HOW TO COMPLETE THIS TASK → Every entry must be output exactly as it is written.

-=-=-=-=-

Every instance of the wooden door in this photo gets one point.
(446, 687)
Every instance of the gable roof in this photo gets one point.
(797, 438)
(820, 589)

-=-=-=-=-

EXERCISE RESULT →
Every instance of the wooden door in this photo gets one point.
(446, 687)
Every instance of the gable roof in this photo gets one point.
(797, 438)
(820, 589)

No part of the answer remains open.